Rows from a pointing dataset:
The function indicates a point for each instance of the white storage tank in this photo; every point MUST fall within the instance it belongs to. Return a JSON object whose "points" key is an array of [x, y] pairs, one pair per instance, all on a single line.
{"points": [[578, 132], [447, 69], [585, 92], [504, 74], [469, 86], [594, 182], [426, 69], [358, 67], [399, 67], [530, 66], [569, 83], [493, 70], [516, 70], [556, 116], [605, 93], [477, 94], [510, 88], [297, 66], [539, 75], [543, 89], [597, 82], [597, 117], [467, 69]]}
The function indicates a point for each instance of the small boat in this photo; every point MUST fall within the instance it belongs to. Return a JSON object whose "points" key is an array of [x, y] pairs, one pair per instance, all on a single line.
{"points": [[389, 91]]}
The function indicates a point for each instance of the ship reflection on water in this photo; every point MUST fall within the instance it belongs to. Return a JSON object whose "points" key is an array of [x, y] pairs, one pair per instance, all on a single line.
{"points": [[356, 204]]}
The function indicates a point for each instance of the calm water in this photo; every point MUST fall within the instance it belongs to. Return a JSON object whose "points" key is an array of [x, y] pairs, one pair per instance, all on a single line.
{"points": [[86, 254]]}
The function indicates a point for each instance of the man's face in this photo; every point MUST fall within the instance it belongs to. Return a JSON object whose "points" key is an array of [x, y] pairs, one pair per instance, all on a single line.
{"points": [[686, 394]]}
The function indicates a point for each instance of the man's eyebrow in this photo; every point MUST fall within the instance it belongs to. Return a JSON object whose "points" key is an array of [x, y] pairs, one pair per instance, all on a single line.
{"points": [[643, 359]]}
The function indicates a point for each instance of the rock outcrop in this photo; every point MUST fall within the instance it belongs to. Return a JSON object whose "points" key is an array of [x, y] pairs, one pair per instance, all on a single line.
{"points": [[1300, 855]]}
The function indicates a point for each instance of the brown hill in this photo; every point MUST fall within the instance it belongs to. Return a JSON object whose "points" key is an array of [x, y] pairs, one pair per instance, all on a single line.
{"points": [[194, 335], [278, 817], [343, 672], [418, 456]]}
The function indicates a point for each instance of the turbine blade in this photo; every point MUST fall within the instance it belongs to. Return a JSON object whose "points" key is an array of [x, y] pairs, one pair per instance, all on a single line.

◆ **Instructions to follow**: Retype every one of the rows above without any change.

◆ **Final result**:
The function indicates a point for each instance of the white storage tank in this photo; every point MUST fall within the instance it belongs to. Return a JSON object whose "points" key is an array of [x, y] pairs, one pair per instance, all on a single line.
{"points": [[578, 132], [447, 69], [585, 92], [504, 74], [469, 86], [594, 182], [426, 69], [358, 67], [399, 67], [530, 66], [569, 83], [493, 70], [516, 70], [556, 116], [605, 93], [477, 94], [510, 88], [297, 66], [539, 75], [543, 89], [597, 82], [597, 117], [467, 69]]}
The function indicates a point for each instance of the small boat in this photo; every point MUST fall within the instance it belongs to. Return a JSON object whose "points" key is an array of [x, y] pairs, one pair per instance, all on a single line.
{"points": [[389, 91]]}
The function indicates a point for each instance of the ship reflection on water in this photo; every point MUST fall within the instance it belongs to. Return a JSON object whose "points" key is an array of [x, y] pairs, one pair per instance, all on a single line.
{"points": [[356, 204]]}
The function indicates a point for each instance of the calm water in this photo; every point MUST fall within the instance it belongs to. Return a JSON object whose "points" key is an array of [x, y] pairs, one pair per instance, all on a single line.
{"points": [[86, 254]]}
The function indicates a point for each instance of the man's face in this photo; every point MUST fall within the instance it belongs to. Return a JSON object whose "points" key is an array of [x, y] pairs, one pair per instance, all on a single line.
{"points": [[686, 394]]}
The function indicates a point for each instance of the man's eyebrow in this photo; every point MUST fall within the instance it belongs to. Return a JSON object whose "points" key is an array of [x, y] pairs, one pair per instance, all on a single line.
{"points": [[643, 359]]}
The function indicates a point for each instance of the rock outcrop in this photo; every point MUST fall within the instance it belongs to. Return a JSON object whose "points" key is an array of [x, y] pairs, one pair per instance, all on a single line.
{"points": [[1300, 855]]}
The function indicates a point for each instance of the brown hill in this photo; every point MUST fall within the instance it belongs to. Return a JSON object whose "points" key is an array of [x, y] pairs, one pair per instance, all on a single line.
{"points": [[194, 335], [278, 817], [343, 672], [418, 456]]}
The function indicates a point for each instance of the turbine blade in this photo; every point MUST fall within the instance it belongs to. Return a JSON object whose "points" key is an array of [x, y] pairs, one pair per instance, all on a single line.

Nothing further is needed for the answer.